* [INSTRUCTION] Can you print every row below word for word, omitting the pictures?

# Start of PROVIDED INFORMATION

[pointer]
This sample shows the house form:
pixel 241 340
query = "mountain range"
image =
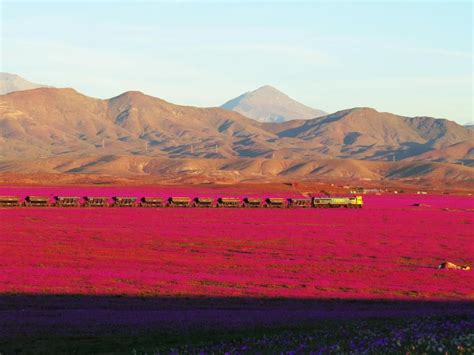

# End of PROVIDED INFORMATION

* [COMPLETE RESPONSE]
[pointer]
This sample shows the house form:
pixel 241 340
query = "mountain range"
image =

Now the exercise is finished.